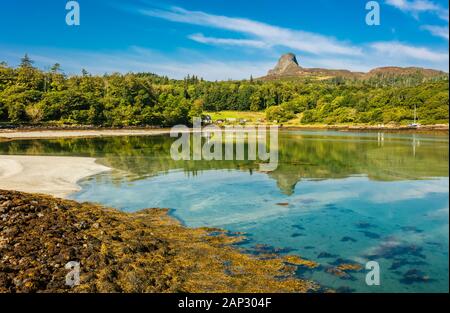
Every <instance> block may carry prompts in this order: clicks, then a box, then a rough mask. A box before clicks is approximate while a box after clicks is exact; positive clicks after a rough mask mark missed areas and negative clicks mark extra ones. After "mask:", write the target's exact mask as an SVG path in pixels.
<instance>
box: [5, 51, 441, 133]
mask: <svg viewBox="0 0 450 313" xmlns="http://www.w3.org/2000/svg"><path fill="white" fill-rule="evenodd" d="M448 87H449V85H448V76H446V77H441V78H439V79H424V78H423V77H411V76H408V77H396V78H395V79H393V78H392V77H389V78H383V77H379V78H371V79H370V80H367V81H362V80H352V79H345V78H331V79H324V80H314V79H303V80H277V81H261V80H255V79H253V78H250V79H249V80H242V81H220V82H217V81H216V82H211V81H205V80H203V79H202V78H199V77H197V76H187V77H186V78H185V79H183V80H174V79H169V78H168V77H165V76H158V75H155V74H151V73H128V74H119V73H113V74H105V75H102V76H99V75H91V74H89V73H88V72H87V71H85V70H82V72H81V74H80V75H72V76H68V75H65V74H64V73H63V71H62V70H61V66H60V65H59V64H55V65H53V66H52V67H51V68H50V69H49V70H48V71H43V70H40V69H38V68H37V67H35V66H34V65H33V61H32V60H31V59H30V58H29V57H28V56H27V55H25V56H24V57H23V58H22V59H21V62H20V65H19V66H17V67H16V68H14V67H10V66H8V65H7V64H6V63H4V62H3V63H0V121H1V122H6V123H12V124H24V123H27V124H58V125H64V124H66V125H97V126H119V127H120V126H141V125H152V126H163V127H164V126H172V125H176V124H190V123H191V121H192V117H194V116H200V115H202V112H204V111H222V110H239V111H265V112H266V116H267V119H268V120H271V121H275V120H276V121H278V122H284V121H287V120H290V119H292V118H298V121H299V123H302V124H311V123H324V124H339V123H363V124H376V123H408V122H410V121H412V120H413V114H414V113H413V112H414V107H416V108H417V115H418V117H419V120H420V122H421V123H422V124H435V123H448V105H449V100H448Z"/></svg>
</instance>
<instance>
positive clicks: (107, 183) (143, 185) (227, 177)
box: [0, 131, 449, 292]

_____

- **Exercise instructions**: Copy out all of the data above word for word, leaving out the pictures.

- **Output for this task**:
Every <instance> block may carry prompts in this order: clicks, then a box, then a rough mask. A box before clicks is approximate while a box after clicks is exact; positive clicks after a rough mask mark missed areas and negative clicks mark extra ones. After "mask:", write the target's exact mask as an SVG path in pixels.
<instance>
box: [5, 51, 441, 133]
mask: <svg viewBox="0 0 450 313" xmlns="http://www.w3.org/2000/svg"><path fill="white" fill-rule="evenodd" d="M448 87H449V85H448V76H446V77H441V78H439V79H424V78H423V77H411V76H408V77H396V78H395V79H393V78H392V77H389V78H383V77H379V78H371V79H370V80H367V81H362V80H352V79H345V78H331V79H324V80H314V79H303V80H277V81H261V80H255V79H253V78H250V79H249V80H242V81H220V82H217V81H216V82H211V81H205V80H203V79H202V78H199V77H197V76H187V77H186V78H185V79H183V80H174V79H169V78H168V77H165V76H158V75H155V74H151V73H128V74H119V73H113V74H105V75H102V76H99V75H91V74H89V73H88V72H87V71H85V70H82V72H81V74H80V75H72V76H68V75H65V74H64V73H63V71H62V70H61V66H60V65H59V64H55V65H53V66H52V67H51V68H50V69H49V70H48V71H43V70H40V69H38V68H37V67H35V66H34V65H33V61H32V60H31V59H30V58H29V57H28V56H27V55H25V56H24V57H23V58H22V59H21V62H20V65H19V66H17V67H16V68H14V67H10V66H8V65H7V64H6V63H4V62H3V63H0V121H1V122H6V123H12V124H24V123H27V124H58V125H64V124H66V125H97V126H119V127H120V126H141V125H152V126H163V127H164V126H172V125H176V124H190V123H191V121H192V117H194V116H200V115H202V112H204V111H222V110H239V111H265V112H266V116H267V119H268V120H271V121H275V120H276V121H278V122H284V121H287V120H290V119H292V118H298V121H299V123H302V124H311V123H324V124H339V123H363V124H376V123H408V122H410V121H412V120H413V114H414V113H413V112H414V107H416V108H417V115H418V117H419V120H420V122H421V123H422V124H435V123H448V105H449V100H448Z"/></svg>
</instance>
<instance>
positive clicks: (107, 183) (143, 185) (227, 177)
box: [0, 131, 449, 292]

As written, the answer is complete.